Below are some records; quote exactly the lines from the one that contains "pixel 670 977" through the one that contains "Category: the log end grain", inclusive, and no others.

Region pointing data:
......

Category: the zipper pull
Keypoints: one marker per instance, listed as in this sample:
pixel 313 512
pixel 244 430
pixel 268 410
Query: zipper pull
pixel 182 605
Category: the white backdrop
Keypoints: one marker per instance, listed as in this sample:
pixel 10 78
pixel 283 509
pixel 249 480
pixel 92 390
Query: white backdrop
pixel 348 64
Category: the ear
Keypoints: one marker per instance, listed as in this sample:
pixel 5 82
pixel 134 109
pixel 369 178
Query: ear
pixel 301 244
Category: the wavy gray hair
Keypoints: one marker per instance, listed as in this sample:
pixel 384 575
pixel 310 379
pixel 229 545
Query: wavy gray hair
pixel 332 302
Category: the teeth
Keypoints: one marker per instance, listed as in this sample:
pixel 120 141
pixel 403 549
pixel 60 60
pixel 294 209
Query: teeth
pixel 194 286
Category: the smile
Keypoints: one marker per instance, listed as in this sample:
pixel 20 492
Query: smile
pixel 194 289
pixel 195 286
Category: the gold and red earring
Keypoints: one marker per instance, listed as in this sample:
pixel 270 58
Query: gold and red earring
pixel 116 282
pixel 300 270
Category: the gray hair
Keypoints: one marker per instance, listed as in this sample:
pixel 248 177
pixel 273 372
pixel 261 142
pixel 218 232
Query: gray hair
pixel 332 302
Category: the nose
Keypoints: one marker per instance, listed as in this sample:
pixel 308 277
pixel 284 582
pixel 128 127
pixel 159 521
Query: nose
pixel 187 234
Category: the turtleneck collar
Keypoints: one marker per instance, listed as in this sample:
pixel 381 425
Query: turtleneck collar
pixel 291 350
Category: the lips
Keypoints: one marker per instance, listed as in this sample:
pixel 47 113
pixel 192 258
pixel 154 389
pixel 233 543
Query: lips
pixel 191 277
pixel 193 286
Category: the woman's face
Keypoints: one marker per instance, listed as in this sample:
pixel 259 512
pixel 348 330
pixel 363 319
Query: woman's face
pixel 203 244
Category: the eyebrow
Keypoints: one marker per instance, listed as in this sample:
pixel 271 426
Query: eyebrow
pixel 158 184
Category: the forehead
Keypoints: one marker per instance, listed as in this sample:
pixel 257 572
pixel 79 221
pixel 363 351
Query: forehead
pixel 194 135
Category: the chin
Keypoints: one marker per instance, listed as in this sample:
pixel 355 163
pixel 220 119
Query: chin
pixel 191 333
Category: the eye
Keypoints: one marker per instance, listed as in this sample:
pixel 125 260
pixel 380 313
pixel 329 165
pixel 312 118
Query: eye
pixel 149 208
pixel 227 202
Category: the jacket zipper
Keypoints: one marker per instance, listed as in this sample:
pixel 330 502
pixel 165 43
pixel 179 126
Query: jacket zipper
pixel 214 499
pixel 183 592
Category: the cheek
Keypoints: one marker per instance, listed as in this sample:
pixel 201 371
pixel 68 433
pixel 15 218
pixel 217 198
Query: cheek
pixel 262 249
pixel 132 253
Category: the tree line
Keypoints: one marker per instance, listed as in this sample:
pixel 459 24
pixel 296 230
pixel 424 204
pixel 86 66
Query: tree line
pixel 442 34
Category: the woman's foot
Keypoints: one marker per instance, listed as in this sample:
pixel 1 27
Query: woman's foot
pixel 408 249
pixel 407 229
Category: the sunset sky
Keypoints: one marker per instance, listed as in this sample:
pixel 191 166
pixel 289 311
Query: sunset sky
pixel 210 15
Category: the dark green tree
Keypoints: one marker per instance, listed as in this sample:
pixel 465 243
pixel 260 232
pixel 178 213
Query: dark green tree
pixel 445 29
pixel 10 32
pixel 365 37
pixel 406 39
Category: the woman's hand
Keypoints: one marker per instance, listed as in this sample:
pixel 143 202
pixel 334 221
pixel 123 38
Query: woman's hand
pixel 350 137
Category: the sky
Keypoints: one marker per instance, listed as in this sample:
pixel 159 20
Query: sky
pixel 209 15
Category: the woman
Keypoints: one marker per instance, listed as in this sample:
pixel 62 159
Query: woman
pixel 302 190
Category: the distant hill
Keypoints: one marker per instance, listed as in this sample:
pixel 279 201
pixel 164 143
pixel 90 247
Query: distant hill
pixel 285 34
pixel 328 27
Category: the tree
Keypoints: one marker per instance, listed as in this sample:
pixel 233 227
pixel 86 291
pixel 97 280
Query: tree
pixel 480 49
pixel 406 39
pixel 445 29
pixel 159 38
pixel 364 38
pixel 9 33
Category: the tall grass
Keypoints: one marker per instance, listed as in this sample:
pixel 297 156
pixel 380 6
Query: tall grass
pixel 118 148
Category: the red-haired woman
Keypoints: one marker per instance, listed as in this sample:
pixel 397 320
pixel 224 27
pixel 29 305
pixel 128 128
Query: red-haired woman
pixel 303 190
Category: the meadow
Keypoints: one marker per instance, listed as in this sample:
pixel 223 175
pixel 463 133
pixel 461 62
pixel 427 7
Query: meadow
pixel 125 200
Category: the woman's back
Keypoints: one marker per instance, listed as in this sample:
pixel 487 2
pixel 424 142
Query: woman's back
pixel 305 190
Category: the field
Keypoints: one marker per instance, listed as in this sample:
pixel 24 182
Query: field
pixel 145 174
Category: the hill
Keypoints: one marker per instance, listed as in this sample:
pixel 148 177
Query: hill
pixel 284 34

......

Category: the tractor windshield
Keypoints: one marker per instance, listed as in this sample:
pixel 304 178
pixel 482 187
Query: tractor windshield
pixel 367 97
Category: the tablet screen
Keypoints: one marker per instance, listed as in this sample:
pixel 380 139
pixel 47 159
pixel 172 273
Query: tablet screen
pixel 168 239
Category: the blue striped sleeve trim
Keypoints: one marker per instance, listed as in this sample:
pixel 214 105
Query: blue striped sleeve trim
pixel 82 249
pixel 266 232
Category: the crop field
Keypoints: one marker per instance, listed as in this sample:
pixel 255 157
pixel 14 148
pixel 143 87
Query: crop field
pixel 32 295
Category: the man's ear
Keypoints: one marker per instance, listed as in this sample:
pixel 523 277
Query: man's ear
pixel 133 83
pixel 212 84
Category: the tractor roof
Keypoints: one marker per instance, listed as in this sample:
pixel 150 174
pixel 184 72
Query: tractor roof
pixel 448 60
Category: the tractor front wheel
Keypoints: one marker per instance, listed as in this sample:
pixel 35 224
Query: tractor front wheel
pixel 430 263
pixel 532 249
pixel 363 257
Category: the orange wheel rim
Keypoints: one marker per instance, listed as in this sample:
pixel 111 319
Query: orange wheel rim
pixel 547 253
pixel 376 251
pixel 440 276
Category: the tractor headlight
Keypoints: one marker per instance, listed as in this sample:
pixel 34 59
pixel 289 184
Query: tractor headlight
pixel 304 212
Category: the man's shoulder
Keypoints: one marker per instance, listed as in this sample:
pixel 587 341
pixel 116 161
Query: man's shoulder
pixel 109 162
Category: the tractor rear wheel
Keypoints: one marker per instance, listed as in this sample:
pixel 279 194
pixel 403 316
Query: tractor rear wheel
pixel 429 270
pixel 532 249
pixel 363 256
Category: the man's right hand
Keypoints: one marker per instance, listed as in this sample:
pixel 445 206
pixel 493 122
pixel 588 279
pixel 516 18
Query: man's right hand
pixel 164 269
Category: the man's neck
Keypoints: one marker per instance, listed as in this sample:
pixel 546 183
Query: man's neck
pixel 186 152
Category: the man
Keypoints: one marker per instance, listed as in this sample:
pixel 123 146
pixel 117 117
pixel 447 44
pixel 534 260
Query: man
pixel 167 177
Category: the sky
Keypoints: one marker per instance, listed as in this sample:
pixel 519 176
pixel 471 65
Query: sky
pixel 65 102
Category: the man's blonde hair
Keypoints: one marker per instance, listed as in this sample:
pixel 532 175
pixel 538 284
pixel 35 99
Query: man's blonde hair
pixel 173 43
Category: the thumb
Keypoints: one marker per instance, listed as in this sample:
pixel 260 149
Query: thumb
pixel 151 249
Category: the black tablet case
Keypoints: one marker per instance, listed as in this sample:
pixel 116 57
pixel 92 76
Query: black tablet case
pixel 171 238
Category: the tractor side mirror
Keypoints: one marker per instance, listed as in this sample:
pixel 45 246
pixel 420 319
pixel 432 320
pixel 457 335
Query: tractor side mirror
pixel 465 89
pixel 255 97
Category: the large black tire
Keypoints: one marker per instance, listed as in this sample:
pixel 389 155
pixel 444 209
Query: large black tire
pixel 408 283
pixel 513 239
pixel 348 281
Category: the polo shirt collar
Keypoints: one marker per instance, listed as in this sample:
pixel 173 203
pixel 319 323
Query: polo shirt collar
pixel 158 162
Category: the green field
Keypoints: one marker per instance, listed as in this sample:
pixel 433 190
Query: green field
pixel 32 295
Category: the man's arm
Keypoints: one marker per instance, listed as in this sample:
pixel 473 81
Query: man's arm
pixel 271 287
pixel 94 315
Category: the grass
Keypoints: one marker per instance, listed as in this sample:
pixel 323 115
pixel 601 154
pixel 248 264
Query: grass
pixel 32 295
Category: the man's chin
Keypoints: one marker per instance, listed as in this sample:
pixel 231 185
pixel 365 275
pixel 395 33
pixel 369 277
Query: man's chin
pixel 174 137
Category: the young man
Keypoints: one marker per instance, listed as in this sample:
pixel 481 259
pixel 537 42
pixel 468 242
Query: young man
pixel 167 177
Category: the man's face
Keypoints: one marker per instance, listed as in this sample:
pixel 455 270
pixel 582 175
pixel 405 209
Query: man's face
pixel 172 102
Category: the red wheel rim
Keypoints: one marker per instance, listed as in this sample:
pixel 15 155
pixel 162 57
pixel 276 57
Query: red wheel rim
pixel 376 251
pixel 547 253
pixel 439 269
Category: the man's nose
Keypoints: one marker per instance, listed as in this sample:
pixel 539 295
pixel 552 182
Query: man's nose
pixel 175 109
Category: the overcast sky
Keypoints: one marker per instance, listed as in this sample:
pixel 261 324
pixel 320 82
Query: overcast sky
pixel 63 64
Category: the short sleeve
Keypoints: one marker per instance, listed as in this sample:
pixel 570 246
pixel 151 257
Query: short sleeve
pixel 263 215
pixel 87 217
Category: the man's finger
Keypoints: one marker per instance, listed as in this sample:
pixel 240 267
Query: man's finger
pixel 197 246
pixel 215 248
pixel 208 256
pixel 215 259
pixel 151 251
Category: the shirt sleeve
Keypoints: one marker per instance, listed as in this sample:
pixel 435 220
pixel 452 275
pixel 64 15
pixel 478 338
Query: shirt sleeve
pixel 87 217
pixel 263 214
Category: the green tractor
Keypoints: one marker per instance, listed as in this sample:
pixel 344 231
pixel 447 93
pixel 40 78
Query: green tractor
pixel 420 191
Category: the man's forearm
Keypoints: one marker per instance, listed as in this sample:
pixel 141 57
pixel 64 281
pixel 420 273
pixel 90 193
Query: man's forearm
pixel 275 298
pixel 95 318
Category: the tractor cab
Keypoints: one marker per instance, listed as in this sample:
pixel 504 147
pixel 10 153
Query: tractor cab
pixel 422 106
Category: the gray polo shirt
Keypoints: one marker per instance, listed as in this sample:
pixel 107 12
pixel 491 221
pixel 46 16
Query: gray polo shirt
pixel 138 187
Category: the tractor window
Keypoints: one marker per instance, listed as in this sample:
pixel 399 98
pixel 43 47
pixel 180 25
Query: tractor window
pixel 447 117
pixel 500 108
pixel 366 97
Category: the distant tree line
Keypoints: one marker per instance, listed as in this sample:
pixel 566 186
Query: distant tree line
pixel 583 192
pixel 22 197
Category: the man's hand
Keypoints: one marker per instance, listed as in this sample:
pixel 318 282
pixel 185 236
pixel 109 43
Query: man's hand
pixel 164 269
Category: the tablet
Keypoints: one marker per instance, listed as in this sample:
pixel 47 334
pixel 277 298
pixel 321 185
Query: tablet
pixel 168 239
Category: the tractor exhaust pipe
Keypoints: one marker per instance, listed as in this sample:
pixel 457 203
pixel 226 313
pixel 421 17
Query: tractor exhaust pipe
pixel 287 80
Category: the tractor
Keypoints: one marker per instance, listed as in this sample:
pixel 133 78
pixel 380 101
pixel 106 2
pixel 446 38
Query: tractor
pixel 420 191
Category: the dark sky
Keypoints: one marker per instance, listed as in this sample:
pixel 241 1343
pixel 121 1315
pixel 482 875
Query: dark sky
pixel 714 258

......

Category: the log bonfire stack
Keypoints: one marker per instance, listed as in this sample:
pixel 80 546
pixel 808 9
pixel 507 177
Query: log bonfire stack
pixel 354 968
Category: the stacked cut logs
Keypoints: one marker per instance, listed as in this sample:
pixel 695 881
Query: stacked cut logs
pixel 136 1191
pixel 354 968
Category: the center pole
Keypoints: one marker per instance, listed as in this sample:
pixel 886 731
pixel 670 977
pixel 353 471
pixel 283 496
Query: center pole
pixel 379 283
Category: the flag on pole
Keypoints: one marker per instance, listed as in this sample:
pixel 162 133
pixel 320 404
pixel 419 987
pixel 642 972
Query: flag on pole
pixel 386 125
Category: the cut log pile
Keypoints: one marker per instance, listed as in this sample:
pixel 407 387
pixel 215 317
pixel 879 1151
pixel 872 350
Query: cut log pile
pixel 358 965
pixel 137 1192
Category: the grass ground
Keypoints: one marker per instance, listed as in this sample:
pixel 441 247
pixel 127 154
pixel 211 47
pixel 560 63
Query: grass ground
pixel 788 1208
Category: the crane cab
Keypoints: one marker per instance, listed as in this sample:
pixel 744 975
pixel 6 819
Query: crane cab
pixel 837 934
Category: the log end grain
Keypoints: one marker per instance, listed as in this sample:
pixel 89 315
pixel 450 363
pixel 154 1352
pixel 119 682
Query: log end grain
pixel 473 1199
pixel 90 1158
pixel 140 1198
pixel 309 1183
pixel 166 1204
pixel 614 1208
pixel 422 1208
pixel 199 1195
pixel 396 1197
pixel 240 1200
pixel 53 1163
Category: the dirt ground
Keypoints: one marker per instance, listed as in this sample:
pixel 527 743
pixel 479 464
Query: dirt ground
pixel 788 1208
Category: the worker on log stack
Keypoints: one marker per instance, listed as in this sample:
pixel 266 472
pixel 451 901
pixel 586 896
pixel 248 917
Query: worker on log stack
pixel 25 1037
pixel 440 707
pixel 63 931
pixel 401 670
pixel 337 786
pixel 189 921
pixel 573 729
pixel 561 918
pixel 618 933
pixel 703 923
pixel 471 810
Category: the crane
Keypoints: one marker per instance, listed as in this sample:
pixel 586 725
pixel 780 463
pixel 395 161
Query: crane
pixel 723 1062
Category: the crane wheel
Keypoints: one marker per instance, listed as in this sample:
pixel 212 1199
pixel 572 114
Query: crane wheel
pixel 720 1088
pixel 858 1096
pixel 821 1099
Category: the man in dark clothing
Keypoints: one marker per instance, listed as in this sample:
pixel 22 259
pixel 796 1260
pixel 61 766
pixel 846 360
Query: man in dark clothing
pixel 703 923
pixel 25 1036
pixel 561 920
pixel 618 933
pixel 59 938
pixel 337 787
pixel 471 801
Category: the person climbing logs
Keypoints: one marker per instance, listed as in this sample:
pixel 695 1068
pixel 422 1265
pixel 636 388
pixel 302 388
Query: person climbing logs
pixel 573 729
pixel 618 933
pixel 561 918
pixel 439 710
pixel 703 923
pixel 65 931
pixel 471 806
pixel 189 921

......

*EXERCISE SOLUTION*:
pixel 670 977
pixel 353 471
pixel 283 496
Query: center pole
pixel 379 283
Category: the flag on pole
Keypoints: one marker per instance, listed as in this sample:
pixel 162 133
pixel 320 404
pixel 419 987
pixel 642 972
Query: flag on pole
pixel 386 125
Category: the cut log pile
Keypoints: one marker per instance, listed as in this sample:
pixel 407 387
pixel 215 317
pixel 879 1151
pixel 872 350
Query: cut log pile
pixel 358 965
pixel 137 1192
Category: the grass ground
Keypoints: one marker per instance, listed as in this sample:
pixel 441 247
pixel 127 154
pixel 211 47
pixel 560 63
Query: grass ground
pixel 788 1208
Category: the crane cab
Keypoints: one marker per instance, listed as in this sample:
pixel 744 975
pixel 6 819
Query: crane cab
pixel 837 934
Category: the log end grain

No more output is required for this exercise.